**Requirement**
Enter the material from its first line through the line containing "[[196, 119]]", inclusive, into a Markdown table with the columns Row and Line. Number each row and leave out blank lines.

**Dataset entries**
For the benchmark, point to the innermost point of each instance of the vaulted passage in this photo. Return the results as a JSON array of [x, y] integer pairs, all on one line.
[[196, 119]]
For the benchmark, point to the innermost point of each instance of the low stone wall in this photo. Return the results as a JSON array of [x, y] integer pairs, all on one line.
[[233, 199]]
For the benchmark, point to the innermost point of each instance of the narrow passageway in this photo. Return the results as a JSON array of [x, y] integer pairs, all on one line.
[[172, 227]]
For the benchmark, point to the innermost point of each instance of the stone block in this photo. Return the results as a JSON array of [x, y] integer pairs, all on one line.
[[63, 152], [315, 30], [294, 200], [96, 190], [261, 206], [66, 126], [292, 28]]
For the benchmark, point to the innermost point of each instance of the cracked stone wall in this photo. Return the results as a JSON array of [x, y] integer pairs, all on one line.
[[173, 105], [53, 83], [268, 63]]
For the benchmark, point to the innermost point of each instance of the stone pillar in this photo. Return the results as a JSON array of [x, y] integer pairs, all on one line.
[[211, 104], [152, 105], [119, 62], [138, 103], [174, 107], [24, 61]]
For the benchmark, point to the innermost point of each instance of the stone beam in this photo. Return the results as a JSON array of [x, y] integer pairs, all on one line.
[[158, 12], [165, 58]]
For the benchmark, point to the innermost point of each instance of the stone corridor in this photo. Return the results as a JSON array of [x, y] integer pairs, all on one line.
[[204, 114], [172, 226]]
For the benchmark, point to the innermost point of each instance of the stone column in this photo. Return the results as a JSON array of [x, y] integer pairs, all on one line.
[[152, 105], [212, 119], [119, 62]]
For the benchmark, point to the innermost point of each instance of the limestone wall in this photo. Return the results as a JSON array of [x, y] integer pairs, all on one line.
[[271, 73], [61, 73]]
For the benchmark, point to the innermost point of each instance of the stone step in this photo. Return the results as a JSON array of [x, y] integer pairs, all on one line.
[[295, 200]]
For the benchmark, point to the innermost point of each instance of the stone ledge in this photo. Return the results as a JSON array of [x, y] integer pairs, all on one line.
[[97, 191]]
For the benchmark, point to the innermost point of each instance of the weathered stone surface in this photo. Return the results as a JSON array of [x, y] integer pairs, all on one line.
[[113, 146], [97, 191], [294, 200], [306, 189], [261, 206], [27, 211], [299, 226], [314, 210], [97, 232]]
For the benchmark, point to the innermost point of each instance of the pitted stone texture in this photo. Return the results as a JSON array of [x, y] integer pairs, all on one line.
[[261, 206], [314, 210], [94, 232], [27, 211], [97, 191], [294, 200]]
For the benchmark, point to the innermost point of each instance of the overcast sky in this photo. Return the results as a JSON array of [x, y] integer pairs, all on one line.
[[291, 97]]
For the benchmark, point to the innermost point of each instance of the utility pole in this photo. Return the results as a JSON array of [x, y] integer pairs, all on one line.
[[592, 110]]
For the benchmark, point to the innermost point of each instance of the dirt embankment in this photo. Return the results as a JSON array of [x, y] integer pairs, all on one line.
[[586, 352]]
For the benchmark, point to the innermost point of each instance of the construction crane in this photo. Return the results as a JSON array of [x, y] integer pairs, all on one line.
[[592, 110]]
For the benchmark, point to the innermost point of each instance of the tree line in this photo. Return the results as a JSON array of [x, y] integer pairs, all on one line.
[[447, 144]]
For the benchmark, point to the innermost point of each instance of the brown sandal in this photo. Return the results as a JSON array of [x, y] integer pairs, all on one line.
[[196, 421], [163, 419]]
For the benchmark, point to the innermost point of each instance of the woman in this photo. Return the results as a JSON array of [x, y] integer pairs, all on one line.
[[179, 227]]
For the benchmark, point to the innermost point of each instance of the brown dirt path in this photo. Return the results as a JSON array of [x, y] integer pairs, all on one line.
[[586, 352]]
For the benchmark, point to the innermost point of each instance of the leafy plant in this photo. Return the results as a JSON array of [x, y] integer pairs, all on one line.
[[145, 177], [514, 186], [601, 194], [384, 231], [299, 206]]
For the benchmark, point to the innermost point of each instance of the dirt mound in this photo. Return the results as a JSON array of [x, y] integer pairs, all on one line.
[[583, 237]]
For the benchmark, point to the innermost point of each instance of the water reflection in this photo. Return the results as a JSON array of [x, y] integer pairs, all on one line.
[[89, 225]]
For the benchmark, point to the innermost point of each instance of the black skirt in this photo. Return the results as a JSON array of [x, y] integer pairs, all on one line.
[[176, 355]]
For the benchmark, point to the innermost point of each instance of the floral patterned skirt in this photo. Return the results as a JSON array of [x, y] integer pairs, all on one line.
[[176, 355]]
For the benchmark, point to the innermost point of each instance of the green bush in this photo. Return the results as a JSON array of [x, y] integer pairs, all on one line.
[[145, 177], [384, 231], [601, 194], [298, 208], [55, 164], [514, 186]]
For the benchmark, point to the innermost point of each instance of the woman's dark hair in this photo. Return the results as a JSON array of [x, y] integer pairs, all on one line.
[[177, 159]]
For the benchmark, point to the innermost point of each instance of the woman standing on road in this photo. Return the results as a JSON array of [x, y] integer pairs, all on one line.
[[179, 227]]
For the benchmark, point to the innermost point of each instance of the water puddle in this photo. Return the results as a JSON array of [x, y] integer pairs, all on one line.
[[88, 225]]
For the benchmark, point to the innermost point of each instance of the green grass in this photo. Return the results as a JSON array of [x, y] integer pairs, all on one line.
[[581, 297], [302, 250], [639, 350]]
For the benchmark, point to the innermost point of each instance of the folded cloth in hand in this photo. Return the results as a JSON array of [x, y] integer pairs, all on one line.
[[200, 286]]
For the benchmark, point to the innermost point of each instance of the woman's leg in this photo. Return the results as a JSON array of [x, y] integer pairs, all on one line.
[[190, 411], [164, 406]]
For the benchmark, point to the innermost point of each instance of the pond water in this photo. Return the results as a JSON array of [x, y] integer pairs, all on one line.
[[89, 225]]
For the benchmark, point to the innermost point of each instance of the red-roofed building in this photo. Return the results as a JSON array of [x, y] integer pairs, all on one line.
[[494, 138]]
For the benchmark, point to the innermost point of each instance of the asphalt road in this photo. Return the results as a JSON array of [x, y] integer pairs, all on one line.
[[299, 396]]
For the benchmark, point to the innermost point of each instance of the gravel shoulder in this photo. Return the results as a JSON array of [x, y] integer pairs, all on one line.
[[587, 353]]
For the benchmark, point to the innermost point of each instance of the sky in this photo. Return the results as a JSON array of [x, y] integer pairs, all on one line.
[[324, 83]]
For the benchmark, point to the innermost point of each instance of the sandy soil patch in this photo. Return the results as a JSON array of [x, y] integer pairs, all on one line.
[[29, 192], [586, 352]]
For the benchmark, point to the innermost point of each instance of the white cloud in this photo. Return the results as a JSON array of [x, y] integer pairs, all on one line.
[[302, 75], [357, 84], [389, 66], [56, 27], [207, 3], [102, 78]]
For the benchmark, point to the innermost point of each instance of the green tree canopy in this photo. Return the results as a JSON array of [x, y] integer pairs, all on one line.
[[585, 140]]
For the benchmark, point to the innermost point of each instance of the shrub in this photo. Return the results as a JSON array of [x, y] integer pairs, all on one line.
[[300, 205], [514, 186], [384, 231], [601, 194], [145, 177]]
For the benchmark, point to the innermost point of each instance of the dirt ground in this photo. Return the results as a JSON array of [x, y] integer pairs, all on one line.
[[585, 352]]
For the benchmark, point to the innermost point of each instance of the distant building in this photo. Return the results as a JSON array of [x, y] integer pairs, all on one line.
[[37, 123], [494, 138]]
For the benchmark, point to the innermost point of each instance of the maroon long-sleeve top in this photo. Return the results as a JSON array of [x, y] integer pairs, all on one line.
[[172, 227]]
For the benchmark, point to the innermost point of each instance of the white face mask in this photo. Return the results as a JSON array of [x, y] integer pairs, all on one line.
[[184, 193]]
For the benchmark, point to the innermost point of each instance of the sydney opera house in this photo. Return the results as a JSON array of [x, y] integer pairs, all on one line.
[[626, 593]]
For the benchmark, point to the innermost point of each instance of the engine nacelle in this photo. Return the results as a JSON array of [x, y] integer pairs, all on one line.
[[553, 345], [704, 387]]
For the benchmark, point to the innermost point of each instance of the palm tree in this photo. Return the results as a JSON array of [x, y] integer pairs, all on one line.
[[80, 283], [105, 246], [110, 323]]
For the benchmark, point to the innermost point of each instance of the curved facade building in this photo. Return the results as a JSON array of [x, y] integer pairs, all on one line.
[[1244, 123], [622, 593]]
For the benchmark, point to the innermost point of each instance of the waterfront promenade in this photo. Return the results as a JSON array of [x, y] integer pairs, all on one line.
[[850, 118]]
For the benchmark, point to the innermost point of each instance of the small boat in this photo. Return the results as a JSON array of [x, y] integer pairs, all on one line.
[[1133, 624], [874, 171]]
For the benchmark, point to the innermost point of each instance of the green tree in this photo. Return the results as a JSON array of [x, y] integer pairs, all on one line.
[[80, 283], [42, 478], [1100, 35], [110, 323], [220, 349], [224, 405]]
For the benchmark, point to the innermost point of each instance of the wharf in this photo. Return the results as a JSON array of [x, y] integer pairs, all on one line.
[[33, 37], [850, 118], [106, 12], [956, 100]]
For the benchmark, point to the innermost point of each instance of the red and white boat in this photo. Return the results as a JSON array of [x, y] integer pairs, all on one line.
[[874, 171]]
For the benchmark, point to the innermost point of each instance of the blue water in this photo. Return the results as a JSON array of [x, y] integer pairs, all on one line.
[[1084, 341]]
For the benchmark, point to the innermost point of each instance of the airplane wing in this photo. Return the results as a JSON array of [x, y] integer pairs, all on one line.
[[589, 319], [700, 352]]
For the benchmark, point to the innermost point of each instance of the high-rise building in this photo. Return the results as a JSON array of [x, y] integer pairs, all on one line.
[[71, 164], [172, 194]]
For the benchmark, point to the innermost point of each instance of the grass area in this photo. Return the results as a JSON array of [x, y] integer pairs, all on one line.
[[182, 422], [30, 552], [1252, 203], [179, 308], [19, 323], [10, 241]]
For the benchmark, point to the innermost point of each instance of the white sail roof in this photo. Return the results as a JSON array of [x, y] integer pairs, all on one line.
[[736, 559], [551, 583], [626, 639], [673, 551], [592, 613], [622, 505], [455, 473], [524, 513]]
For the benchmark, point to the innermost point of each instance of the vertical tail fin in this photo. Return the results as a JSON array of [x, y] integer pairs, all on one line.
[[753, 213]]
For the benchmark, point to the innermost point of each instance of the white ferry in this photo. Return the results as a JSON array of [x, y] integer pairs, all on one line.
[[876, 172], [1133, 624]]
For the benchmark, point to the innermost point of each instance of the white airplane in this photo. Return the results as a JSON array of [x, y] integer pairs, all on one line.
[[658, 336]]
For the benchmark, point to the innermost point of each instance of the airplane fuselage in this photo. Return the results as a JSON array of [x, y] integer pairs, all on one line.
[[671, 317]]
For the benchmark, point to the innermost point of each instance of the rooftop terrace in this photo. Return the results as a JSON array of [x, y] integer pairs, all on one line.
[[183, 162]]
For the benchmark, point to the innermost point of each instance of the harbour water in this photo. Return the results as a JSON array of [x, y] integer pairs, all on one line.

**Task answer**
| Row | Line |
|---|---|
| 1 | For the benchmark, point to the innermost point of each instance of the vaulted passage in this photo. Return the results as a JSON array of [x, y] integer pairs, all on one line. |
| 2 | [[196, 119]] |